• _Short task_: Output every line of the records below as a JSON list of strings, one string per line, omitting blank lines. Exclude the pictures from the output.

• _Provided data_:

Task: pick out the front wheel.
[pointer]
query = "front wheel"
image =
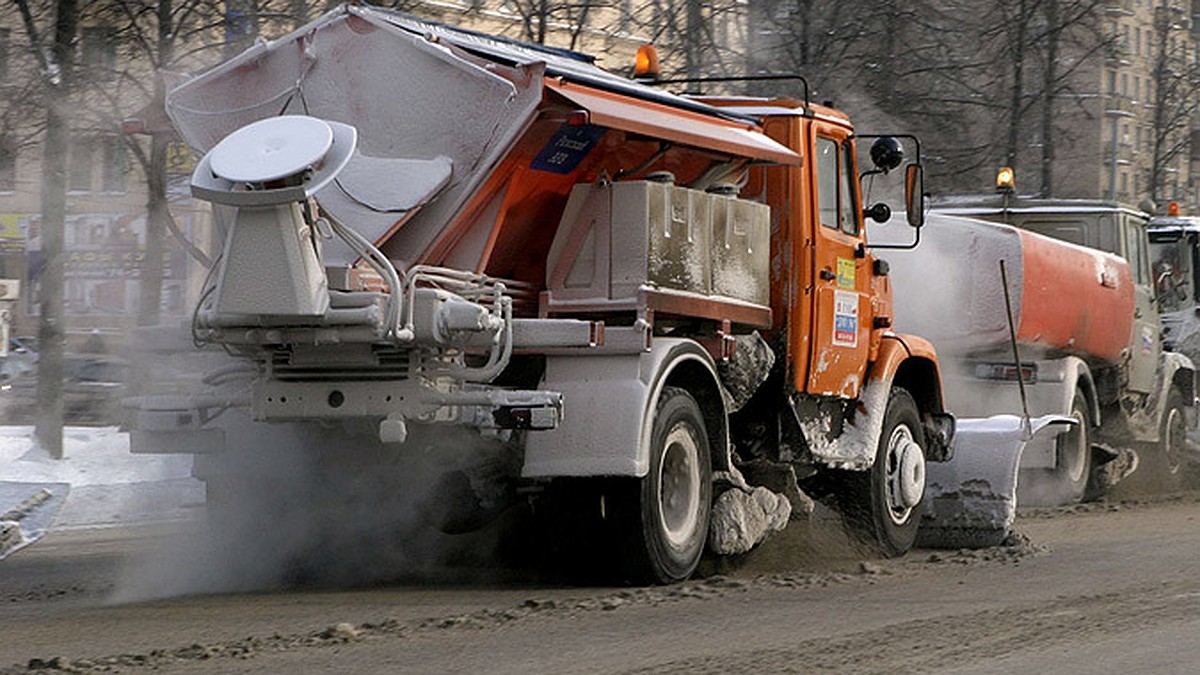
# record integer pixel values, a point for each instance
(669, 521)
(886, 506)
(1069, 481)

• _Exercise answer_:
[
  "Task: pick out the front wheel.",
  "[pointer]",
  "query = \"front wheel\"",
  "image =",
  "# record integer pixel values, a point for each instance",
  "(669, 521)",
  "(886, 506)",
  "(1069, 481)"
]